Textauszug:
▶
Plädoyer für mehr Lesefähigkeit

Der Jugendbuch-Autor und Journalist Thomas Feibel plädierte in seiner Keynote für Lesefähigkeit als neuen «Leitbegriff» in der Medienkompetenz. Dabei fasst er diesen bewusst weit: «Lesen» können man ganz unterschiedlich: linear ein Buch, wissensgetrieben ein Lexikon, interessengeleitet eine Zeitung. Aber auch Gaming oder soziale Netzwerke benötigten Lesefähigkeit – wobei diese eben nicht (nur) TikTok und Co. umfassten, sondern «echte Menschen», Freunde, Familie, Verwandte. Auch für Daten benötige man Lesefähigkeit – allein schon angesichts der Tatsache, dass im Internet so etwas wie Privatsphäre nicht mehr existiere, führte Feibel aus.

Die Diskussionen in seinem Heimatland Deutschland, wie in Österreich oder Italien bundesweit ein Handy-Verbot an Volksschulen zu erlassen, findet er wichtig und dennoch falsch geführt. Es brauche kein Verbot, sondern die Vermittlung des richtigen Umgangs mit Medien, und dies durchgängig vom Kindergarten bis zum Schulabschluss. Eben von Lesefähigkeit.
◀
Arbeitsaufträge:
• 1. Beantworte die folgenden Fragen zum Auszug über Lesefähigkeit:
(a) Welche beiden Berufe werden für Thomas Feibel genannt?
(b) Welche Menschen zählt Feibel bei sozialen Netzwerken neben TikTok und Co. auf?
(c) Von wann bis wann soll der richtige Umgang mit Medien vermittelt werden?
• 2. Zitiere aus dem Auszug über Lesefähigkeit die Stelle, die mit „Plädoyer für mehr“ beginnt und mit „führte Feibel aus.“ endet.
Das Material wird hierfür nicht gebraucht.

Vorliegendes Material:
▶
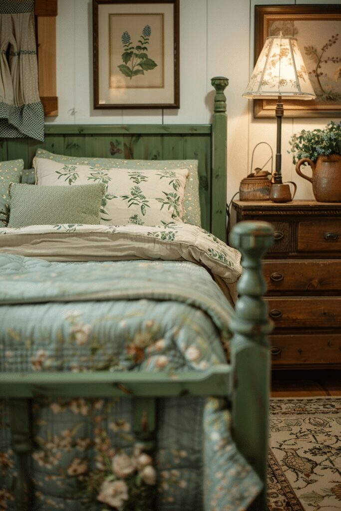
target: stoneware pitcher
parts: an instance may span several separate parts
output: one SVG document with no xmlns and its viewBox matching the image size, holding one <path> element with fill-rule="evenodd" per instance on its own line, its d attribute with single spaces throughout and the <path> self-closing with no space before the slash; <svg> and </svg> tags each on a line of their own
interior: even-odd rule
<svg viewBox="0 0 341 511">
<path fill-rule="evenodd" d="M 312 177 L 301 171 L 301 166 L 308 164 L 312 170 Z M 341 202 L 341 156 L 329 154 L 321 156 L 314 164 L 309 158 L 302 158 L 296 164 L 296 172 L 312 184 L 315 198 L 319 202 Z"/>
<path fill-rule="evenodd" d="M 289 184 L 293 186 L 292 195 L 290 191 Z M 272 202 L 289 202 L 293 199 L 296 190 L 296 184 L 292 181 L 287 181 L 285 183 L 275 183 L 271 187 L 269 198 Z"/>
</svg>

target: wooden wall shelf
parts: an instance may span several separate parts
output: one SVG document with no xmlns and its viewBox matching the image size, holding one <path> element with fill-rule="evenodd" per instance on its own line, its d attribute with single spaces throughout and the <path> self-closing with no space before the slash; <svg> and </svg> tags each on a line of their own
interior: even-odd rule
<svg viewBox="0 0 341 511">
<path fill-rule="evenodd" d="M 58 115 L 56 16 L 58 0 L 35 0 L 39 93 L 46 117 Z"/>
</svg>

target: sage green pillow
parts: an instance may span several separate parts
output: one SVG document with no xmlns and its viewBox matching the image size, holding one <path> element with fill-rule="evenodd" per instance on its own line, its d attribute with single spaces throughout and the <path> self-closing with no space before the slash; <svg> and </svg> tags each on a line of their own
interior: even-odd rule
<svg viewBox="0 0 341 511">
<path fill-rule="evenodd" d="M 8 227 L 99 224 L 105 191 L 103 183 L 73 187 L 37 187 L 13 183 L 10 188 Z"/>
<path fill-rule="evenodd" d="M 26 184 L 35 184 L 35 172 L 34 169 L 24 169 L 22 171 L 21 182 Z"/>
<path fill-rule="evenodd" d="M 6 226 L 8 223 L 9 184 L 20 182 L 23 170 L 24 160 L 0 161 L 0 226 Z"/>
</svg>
◀
▶
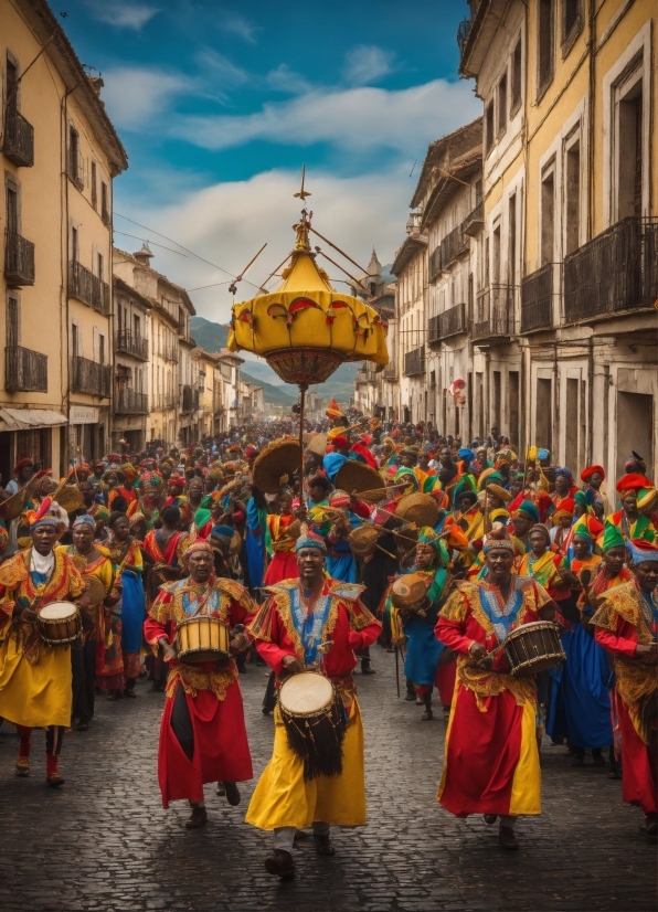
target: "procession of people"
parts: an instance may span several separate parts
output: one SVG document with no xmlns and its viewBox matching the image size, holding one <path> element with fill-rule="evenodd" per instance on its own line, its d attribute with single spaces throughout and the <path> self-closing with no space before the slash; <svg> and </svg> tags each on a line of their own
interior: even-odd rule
◀
▶
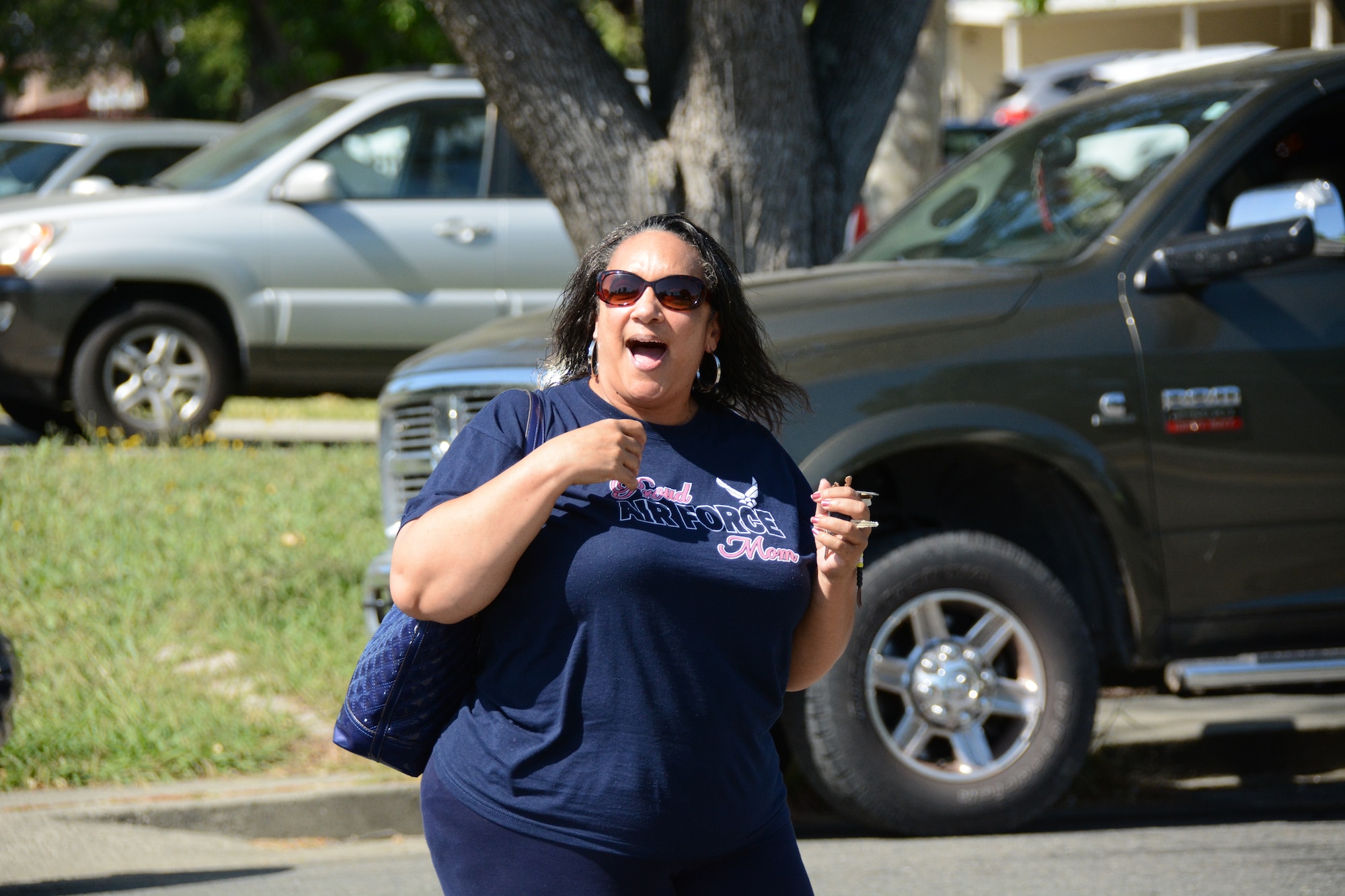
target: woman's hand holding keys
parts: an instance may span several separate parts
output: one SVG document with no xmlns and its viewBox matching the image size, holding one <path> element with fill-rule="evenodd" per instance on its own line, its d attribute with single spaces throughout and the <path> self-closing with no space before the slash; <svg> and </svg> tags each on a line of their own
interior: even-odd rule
◀
Lösungen:
• 1.
(a) Jugendbuch-Autor und Journalist
(b) „echte Menschen“: Freunde, Familie, Verwandte
(c) vom Kindergarten bis zum Schulabschluss

• 2.
Plädoyer für mehr Lesefähigkeit

Der Jugendbuch-Autor und Journalist Thomas Feibel plädierte in seiner Keynote für Lesefähigkeit als neuen «Leitbegriff» in der Medienkompetenz. Dabei fasst er diesen bewusst weit: «Lesen» können man ganz unterschiedlich: linear ein Buch, wissensgetrieben ein Lexikon, interessengeleitet eine Zeitung. Aber auch Gaming oder soziale Netzwerke benötigten Lesefähigkeit – wobei diese eben nicht (nur) TikTok und Co. umfassten, sondern «echte Menschen», Freunde, Familie, Verwandte. Auch für Daten benötige man Lesefähigkeit – allein schon angesichts der Tatsache, dass im Internet so etwas wie Privatsphäre nicht mehr existiere, führte Feibel aus.